== REQUIREMENTS ==
Report each row below that contains the word "doorway", copying every such row in full. Matches are case-sensitive.

#### MATERIAL PROVIDED ####

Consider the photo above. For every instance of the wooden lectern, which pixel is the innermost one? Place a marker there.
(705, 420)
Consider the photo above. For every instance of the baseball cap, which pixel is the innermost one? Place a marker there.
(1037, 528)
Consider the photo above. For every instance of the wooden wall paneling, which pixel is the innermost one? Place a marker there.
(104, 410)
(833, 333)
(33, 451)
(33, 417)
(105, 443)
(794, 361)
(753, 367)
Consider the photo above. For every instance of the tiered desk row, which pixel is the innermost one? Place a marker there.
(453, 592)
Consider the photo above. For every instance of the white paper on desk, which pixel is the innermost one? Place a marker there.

####
#### MATERIAL PROVIDED ####

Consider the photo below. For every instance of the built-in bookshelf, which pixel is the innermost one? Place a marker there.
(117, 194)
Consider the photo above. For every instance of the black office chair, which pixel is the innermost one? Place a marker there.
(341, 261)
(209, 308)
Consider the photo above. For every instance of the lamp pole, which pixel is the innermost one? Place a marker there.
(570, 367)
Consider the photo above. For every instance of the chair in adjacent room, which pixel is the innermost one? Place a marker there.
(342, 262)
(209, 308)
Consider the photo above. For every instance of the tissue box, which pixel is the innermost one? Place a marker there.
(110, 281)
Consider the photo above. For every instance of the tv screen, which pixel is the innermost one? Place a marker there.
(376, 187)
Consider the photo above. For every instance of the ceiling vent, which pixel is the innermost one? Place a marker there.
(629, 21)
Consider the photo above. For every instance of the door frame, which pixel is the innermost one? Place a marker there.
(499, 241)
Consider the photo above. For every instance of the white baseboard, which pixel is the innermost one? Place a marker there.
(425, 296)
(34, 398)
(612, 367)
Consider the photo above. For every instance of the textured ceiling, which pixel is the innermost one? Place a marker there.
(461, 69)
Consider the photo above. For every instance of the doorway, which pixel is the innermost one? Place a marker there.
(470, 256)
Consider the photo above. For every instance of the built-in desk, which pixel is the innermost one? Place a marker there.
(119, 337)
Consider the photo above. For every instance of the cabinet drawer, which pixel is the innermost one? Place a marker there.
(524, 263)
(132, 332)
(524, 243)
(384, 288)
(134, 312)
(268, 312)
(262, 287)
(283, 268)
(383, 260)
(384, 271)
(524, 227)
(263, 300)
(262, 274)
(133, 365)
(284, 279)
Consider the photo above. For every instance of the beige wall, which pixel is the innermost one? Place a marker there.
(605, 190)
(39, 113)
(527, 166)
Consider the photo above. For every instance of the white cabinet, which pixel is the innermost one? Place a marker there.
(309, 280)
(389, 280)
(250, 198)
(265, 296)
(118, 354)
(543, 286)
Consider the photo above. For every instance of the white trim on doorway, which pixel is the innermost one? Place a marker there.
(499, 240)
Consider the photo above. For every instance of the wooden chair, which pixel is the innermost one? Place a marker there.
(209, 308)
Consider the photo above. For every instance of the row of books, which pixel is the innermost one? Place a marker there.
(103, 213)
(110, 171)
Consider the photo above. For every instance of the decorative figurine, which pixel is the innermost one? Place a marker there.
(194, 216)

####

== ANSWER FOR THE TASK ==
Consider the photo above. For every instance of the doorway, which pixel is the innermost one? Place a marker there.
Consider the photo above. For every instance of the white trim on doorway, which pixel is the innermost one? Place a marker there.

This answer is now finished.